◆ Directions for this task: Replace every occurrence of "integer pixel coordinates" with "whole-number pixel coordinates" in the items below, and reproduce them with all other text unchanged.

○ ○ ○ ○

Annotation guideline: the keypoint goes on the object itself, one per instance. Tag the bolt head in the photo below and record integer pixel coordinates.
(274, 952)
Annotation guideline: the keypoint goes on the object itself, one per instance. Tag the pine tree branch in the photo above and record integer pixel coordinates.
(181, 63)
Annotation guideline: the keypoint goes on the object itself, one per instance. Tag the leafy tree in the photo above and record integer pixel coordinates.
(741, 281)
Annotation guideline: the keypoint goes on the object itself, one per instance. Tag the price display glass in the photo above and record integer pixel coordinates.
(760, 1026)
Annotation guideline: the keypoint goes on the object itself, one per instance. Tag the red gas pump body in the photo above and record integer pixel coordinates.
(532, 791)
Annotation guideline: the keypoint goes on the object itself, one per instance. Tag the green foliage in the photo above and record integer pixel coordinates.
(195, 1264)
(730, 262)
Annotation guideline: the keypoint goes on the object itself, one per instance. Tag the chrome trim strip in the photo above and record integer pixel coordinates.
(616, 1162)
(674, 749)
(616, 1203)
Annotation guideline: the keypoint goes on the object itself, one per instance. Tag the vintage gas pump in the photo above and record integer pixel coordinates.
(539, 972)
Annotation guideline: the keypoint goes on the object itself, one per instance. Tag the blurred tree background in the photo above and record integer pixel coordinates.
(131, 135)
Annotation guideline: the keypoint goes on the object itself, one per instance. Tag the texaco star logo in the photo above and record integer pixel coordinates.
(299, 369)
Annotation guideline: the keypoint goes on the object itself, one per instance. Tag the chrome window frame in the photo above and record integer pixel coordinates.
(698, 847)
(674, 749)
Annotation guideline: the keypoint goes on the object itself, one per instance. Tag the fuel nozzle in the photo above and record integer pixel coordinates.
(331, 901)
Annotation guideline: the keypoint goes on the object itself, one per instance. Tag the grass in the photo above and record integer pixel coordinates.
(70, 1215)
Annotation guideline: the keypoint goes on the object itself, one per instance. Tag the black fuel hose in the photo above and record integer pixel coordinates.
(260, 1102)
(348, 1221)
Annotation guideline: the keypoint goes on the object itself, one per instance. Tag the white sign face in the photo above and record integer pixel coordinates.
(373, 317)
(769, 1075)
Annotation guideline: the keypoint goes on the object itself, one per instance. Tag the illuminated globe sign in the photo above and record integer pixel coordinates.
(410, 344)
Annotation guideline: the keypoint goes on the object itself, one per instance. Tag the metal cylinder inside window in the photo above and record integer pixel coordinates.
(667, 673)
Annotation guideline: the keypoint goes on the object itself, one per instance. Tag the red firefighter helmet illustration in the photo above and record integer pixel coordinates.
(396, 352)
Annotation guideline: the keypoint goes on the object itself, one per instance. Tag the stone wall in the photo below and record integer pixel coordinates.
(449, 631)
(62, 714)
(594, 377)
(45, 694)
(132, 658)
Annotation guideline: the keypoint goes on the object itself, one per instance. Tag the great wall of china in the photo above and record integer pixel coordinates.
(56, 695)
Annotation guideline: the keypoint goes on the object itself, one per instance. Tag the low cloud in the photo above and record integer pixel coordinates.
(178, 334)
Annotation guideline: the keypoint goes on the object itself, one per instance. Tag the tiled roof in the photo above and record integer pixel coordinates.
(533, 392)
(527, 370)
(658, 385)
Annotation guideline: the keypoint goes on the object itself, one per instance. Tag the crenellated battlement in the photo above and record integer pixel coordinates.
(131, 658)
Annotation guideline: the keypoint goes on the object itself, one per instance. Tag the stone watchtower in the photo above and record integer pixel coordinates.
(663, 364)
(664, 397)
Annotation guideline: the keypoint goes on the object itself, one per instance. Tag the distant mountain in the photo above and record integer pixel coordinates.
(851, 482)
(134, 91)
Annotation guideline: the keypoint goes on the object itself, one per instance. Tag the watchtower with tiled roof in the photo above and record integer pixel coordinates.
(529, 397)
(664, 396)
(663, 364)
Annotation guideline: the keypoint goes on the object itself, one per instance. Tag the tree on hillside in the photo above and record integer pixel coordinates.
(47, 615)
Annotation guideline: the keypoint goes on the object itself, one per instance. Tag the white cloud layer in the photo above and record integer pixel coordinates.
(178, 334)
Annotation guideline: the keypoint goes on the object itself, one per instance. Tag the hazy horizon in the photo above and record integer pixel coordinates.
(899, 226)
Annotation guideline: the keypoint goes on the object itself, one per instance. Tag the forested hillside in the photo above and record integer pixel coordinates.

○ ○ ○ ○

◆ Response to this task:
Annotation guideline: the keypoint goes on the object itself, one per instance. Tag the bolt head in the photo below and record whole-number pixel coordinates.
(274, 952)
Annotation guideline: the keypoint goes on the object itself, one per instance. Tag the pine tree branch in the photo above and record whole-number pixel coordinates.
(181, 63)
Annotation guideline: the keypoint goes on the object itself, one per instance. Tag the leafy tree in the photo above and record whole-number pixel coordinates.
(741, 281)
Annotation guideline: the keypoint goes on the object itself, one per instance. Tag the price display glass in the photo above and record whole-number pixel coordinates.
(760, 1026)
Annotation guideline: the keypoint goes on the object itself, one per instance. Tag the red gas pump body in the photo above and record whole-number pixel coordinates.
(532, 791)
Annotation guideline: the keypoint goes on the object itself, one per instance. Tag the green foliage in the photo above and record whole-number pixel coordinates.
(195, 1264)
(730, 262)
Annotation guideline: the keypoint goes on the object itself, one per instance. Tag the chrome trim strip in the photo above and record whole-number pixel coordinates.
(616, 1162)
(674, 749)
(616, 1203)
Annotation guideline: the keypoint goes on the object itself, one per instance. Tag the vintage gas pump in the photo above and record whole-number pixel coordinates.
(539, 972)
Annotation guideline: the keypoint goes on the object itself, one per instance. Tag the blurred tree background in the photo above and record whole-number pixel coordinates.
(131, 135)
Annotation guideline: the keypoint goes on the object itself, one per instance. Tag the texaco star logo in the photo above and record whole-number pixel coordinates.
(299, 369)
Annotation guideline: the keypoint goes on the object itself, one per instance. Tag the chrome window frame in the photo above and record whole-number pixel coordinates.
(698, 847)
(674, 749)
Annotation guideline: the keypoint goes on the object itself, one per instance. Tag the fuel nozzle in the photo above and record whole-number pixel coordinates.
(331, 901)
Annotation guideline: the keypoint goes on the object itself, one per instance. Tag the grass in the photo above and record whole-number pixel coordinates.
(70, 1215)
Annotation guideline: the keypoint goes on the object itself, one per instance. Tag the black fuel hose in the photo above and record whole-number pixel coordinates.
(260, 1102)
(348, 1221)
Annotation guideline: the keypoint goes on the object itself, one per instance. Tag the white sign face in the photo above and record whole-number pixel coordinates.
(373, 317)
(769, 1075)
Annotation guideline: the keypoint goes on the object itself, one per instance. Tag the illuminated globe sign in the photo above and record whole-number pixel coordinates.
(410, 344)
Annotation guideline: the keypoint goes on the object itself, one per instance. Tag the metal cylinder inside window in the photo above and record whole-number pixel coordinates.
(667, 673)
Annotation guideline: the keypoint goes on the object itself, one per instance. Tag the red firefighter helmet illustration in the photo above and record whole-number pixel coordinates.
(396, 352)
Annotation guideline: the keypoint goes on the object itself, one per instance. Tag the stone wall in the photo below and record whole-number pixel coordinates.
(449, 631)
(62, 714)
(594, 377)
(45, 694)
(132, 658)
Annotation guideline: the keypoint goes on the object itself, one per instance. Tag the great wall of china in the photo above and record whole-number pixel coordinates.
(56, 695)
Annotation guideline: the keypoint goes on the object itself, one per instance. Tag the low cloud in the photo above and record whole-number pixel coordinates.
(178, 334)
Annotation guideline: the keypoint goes on the object itself, one per instance. Tag the tiled roof in the photo above and record whole-number pixel coordinates.
(533, 392)
(527, 370)
(658, 385)
Annotation guideline: the keypoint goes on the object itself, one per instance. Tag the crenellated battlement in the photo above and record whole-number pixel coordinates.
(131, 658)
Annotation guideline: the keypoint goes on the object itself, one per instance. Tag the stone watchtower in the photo above and record whole-number pixel coordinates.
(663, 364)
(664, 397)
Annotation guideline: the keypoint goes on the object itself, one per instance. Tag the distant mountain in the photo above and record whole-number pixel coordinates.
(851, 482)
(134, 91)
Annotation guideline: the keypoint goes on the object itself, one per instance. Tag the watchtower with tiled roof in the photo above and record whole-number pixel coordinates.
(529, 397)
(664, 396)
(663, 364)
Annotation guideline: the keypoint goes on the object itself, one per instance. Tag the tree on hillside in the photo above and record whole-number pixel coordinates.
(47, 615)
Annotation guideline: the keypoint goes on the object itself, one per instance. Tag the white cloud layer in the photo above and record whole-number pixel coordinates.
(178, 334)
Annotation guideline: the keypoint goes on the object itself, one per instance. Tag the hazy horizon in the photo above and record whole-number pixel coordinates.
(899, 226)
Annotation guideline: the keypoint goes on the object itself, one per instance. Tag the forested hillside in the photo above and record whole-number pixel coordinates.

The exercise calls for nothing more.